Stored records
>>>>
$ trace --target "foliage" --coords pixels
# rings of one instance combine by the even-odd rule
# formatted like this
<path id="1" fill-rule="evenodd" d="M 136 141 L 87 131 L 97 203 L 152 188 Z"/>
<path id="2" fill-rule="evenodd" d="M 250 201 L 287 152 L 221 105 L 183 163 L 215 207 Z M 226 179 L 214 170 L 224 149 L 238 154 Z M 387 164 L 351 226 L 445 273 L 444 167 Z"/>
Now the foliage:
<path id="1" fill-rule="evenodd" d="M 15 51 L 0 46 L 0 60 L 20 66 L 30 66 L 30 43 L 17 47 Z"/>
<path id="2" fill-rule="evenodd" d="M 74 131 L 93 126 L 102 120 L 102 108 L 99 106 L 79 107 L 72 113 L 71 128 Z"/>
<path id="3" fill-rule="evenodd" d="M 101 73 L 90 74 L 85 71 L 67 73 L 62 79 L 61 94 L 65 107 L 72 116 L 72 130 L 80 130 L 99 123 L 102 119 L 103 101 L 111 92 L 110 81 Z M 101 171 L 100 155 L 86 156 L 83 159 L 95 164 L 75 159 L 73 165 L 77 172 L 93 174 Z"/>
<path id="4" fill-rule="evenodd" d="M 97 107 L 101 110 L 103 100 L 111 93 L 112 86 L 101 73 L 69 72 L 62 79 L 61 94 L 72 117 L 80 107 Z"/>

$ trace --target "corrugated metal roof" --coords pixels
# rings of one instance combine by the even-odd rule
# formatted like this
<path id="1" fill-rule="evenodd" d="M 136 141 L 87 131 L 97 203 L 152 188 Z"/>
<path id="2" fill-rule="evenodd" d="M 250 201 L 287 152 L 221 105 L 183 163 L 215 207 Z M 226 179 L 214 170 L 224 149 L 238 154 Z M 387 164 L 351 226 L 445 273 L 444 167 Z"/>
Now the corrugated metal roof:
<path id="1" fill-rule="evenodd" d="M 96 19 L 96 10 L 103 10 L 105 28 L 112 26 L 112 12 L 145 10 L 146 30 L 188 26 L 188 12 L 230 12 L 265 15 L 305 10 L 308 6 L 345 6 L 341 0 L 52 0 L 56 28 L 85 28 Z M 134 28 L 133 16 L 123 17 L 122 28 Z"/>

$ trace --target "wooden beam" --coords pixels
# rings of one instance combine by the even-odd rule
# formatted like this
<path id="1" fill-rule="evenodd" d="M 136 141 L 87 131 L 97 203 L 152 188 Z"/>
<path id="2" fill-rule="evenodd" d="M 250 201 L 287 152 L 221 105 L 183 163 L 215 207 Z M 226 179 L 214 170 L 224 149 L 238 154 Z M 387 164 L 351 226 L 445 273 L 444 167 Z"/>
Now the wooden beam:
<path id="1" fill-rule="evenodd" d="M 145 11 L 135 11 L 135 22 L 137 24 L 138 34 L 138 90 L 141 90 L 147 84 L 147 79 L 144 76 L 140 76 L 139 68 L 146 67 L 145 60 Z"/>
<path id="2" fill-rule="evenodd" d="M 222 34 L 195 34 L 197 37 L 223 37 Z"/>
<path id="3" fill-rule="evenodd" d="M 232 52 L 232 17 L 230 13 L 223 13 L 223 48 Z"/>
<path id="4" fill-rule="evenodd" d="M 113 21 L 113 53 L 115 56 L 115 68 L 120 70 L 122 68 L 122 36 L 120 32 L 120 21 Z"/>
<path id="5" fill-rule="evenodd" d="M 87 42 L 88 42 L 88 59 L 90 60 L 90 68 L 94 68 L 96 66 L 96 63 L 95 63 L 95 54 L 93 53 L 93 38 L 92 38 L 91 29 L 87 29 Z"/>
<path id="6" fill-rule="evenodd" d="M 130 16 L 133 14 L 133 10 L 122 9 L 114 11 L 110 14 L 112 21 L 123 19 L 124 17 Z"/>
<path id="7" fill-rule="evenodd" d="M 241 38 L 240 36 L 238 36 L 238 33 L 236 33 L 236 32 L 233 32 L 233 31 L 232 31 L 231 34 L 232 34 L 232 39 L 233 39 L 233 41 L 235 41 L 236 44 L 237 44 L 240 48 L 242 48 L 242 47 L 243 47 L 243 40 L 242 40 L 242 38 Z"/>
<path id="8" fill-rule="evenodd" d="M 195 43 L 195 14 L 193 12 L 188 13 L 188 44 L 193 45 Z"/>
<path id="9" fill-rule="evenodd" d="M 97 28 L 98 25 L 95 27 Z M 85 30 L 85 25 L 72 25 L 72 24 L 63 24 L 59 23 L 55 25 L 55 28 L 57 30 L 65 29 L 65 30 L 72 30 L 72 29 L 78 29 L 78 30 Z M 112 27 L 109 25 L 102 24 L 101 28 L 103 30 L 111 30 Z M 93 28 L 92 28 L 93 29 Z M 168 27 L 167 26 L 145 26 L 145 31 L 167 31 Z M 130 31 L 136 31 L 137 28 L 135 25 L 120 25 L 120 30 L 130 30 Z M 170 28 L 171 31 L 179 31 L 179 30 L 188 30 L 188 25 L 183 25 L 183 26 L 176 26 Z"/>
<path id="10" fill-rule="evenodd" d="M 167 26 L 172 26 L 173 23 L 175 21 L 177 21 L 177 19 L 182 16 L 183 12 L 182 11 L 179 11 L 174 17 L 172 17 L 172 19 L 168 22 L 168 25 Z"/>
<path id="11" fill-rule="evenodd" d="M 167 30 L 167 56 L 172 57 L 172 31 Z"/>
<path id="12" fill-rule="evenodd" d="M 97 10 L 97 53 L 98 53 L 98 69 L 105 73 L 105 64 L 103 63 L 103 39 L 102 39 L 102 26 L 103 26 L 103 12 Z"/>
<<<<
- _Problem_
Each record above needs to be written out exactly, with nothing left out.

- _Answer to this problem_
$ trace --target "foliage" --coords pixels
# rings of one instance combine by the even-odd rule
# formatted like this
<path id="1" fill-rule="evenodd" d="M 136 141 L 87 131 L 97 203 L 152 188 Z"/>
<path id="2" fill-rule="evenodd" d="M 250 201 L 287 152 L 221 105 L 183 163 L 215 207 Z M 226 179 L 214 170 L 224 149 L 238 154 Z M 387 164 L 351 226 L 445 273 L 444 167 Z"/>
Now the foliage:
<path id="1" fill-rule="evenodd" d="M 15 51 L 0 46 L 0 60 L 20 66 L 30 66 L 30 43 L 17 47 Z"/>
<path id="2" fill-rule="evenodd" d="M 74 131 L 93 126 L 102 120 L 102 108 L 99 106 L 79 107 L 72 113 L 71 128 Z"/>
<path id="3" fill-rule="evenodd" d="M 101 73 L 90 74 L 85 71 L 67 73 L 62 79 L 61 94 L 65 107 L 72 116 L 72 130 L 80 130 L 99 123 L 102 119 L 103 101 L 111 92 L 110 81 Z M 101 171 L 100 155 L 86 156 L 83 159 L 95 164 L 75 159 L 73 165 L 77 172 L 93 174 Z"/>
<path id="4" fill-rule="evenodd" d="M 97 107 L 101 110 L 103 100 L 111 93 L 112 86 L 101 73 L 69 72 L 62 79 L 61 94 L 72 117 L 80 107 Z"/>

$ trace --target "corrugated metal roof" --coords pixels
# rings of one instance combine by the even-odd rule
# formatted like this
<path id="1" fill-rule="evenodd" d="M 136 141 L 87 131 L 97 203 L 152 188 Z"/>
<path id="2" fill-rule="evenodd" d="M 250 201 L 287 152 L 221 105 L 183 163 L 215 207 Z M 226 179 L 214 170 L 224 149 L 238 154 Z M 387 164 L 351 226 L 445 273 L 444 167 Z"/>
Now the corrugated metal roof:
<path id="1" fill-rule="evenodd" d="M 96 19 L 96 10 L 103 10 L 105 28 L 112 26 L 112 12 L 145 10 L 146 30 L 188 26 L 188 12 L 230 12 L 265 15 L 305 10 L 308 6 L 345 6 L 341 0 L 52 0 L 56 28 L 85 28 Z M 134 28 L 133 16 L 123 17 L 122 28 Z"/>

$ trace --target "wooden beam" --coords pixels
# rings of one instance combine by the even-odd rule
# formatted like this
<path id="1" fill-rule="evenodd" d="M 136 141 L 87 131 L 97 203 L 152 188 Z"/>
<path id="2" fill-rule="evenodd" d="M 250 201 L 287 152 L 221 105 L 183 163 L 215 207 Z M 226 179 L 214 170 L 224 149 L 238 154 Z M 387 164 L 351 226 L 445 273 L 444 167 Z"/>
Now the wooden beam:
<path id="1" fill-rule="evenodd" d="M 145 11 L 135 11 L 135 22 L 137 24 L 138 34 L 138 90 L 141 90 L 147 84 L 147 79 L 144 76 L 140 76 L 139 68 L 146 67 L 145 60 Z"/>
<path id="2" fill-rule="evenodd" d="M 222 34 L 195 34 L 197 37 L 223 37 Z"/>
<path id="3" fill-rule="evenodd" d="M 232 52 L 232 17 L 230 13 L 223 13 L 223 48 Z"/>
<path id="4" fill-rule="evenodd" d="M 113 21 L 113 53 L 115 56 L 115 68 L 120 70 L 122 68 L 122 36 L 120 32 L 120 21 Z"/>
<path id="5" fill-rule="evenodd" d="M 87 42 L 88 42 L 88 59 L 90 60 L 90 68 L 94 68 L 96 66 L 96 63 L 95 63 L 95 54 L 93 53 L 93 38 L 92 38 L 91 29 L 87 29 Z"/>
<path id="6" fill-rule="evenodd" d="M 130 16 L 133 14 L 133 10 L 122 9 L 114 11 L 110 14 L 112 21 L 123 19 L 124 17 Z"/>
<path id="7" fill-rule="evenodd" d="M 241 38 L 240 36 L 238 36 L 238 33 L 236 33 L 236 32 L 233 32 L 233 31 L 232 31 L 231 34 L 232 34 L 232 39 L 233 39 L 233 41 L 235 41 L 236 44 L 237 44 L 240 48 L 242 48 L 242 47 L 243 47 L 243 40 L 242 40 L 242 38 Z"/>
<path id="8" fill-rule="evenodd" d="M 195 43 L 195 14 L 193 12 L 188 13 L 188 44 L 193 45 Z"/>
<path id="9" fill-rule="evenodd" d="M 97 28 L 98 25 L 95 27 Z M 85 30 L 85 25 L 72 25 L 72 24 L 63 24 L 59 23 L 55 25 L 55 28 L 57 30 L 65 29 L 65 30 L 72 30 L 72 29 L 78 29 L 78 30 Z M 112 27 L 109 25 L 102 24 L 101 28 L 103 30 L 111 30 Z M 93 28 L 92 28 L 93 29 Z M 168 27 L 167 26 L 145 26 L 145 31 L 167 31 Z M 130 31 L 136 31 L 137 28 L 135 25 L 120 25 L 120 30 L 130 30 Z M 170 28 L 171 31 L 179 31 L 179 30 L 188 30 L 188 25 L 183 25 L 183 26 L 176 26 Z"/>
<path id="10" fill-rule="evenodd" d="M 167 26 L 172 26 L 173 23 L 175 21 L 177 21 L 177 19 L 182 16 L 183 12 L 182 11 L 179 11 L 174 17 L 172 17 L 172 19 L 168 22 L 168 25 Z"/>
<path id="11" fill-rule="evenodd" d="M 167 30 L 167 56 L 172 57 L 172 31 Z"/>
<path id="12" fill-rule="evenodd" d="M 97 10 L 97 53 L 98 53 L 98 69 L 105 73 L 105 64 L 103 63 L 103 39 L 102 39 L 102 26 L 103 26 L 103 12 Z"/>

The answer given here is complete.